**Requirement**
What you should write out is every line from the one containing "on the young" to the end of the data, exactly and with nothing else.

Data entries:
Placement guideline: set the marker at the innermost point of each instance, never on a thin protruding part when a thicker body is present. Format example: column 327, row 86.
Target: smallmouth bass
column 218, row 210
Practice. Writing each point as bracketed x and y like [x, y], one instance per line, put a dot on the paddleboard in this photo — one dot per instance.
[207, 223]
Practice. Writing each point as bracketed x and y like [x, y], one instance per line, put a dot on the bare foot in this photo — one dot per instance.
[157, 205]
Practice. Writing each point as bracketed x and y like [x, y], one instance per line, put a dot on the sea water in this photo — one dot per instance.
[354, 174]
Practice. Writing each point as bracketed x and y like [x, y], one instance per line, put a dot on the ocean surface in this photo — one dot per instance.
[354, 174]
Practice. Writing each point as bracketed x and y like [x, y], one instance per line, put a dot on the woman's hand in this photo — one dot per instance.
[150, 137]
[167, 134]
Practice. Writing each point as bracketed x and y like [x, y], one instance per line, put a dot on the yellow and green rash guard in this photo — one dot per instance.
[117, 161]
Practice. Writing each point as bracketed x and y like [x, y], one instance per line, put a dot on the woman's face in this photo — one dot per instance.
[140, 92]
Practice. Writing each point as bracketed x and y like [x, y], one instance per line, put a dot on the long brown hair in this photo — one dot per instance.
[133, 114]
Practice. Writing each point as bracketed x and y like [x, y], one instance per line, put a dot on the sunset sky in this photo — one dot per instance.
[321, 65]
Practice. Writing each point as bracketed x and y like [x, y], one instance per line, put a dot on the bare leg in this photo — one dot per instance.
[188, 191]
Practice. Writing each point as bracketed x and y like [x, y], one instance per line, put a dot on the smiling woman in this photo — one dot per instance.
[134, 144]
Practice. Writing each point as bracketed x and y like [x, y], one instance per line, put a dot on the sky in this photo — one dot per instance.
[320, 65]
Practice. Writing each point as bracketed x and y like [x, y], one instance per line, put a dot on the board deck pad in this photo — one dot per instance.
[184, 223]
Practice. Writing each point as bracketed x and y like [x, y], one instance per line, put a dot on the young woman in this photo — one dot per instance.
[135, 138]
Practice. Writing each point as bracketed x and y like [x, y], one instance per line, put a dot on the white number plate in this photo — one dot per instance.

**Task output**
Practice. Writing each point as bracketed x and y like [x, y], one instance per line, put a dot on the young woman in this photo — one dot per instance.
[135, 138]
Practice. Writing each point as bracketed x and y like [x, y], one instance per line, put a dot on the white number plate in this photo — one dot per instance.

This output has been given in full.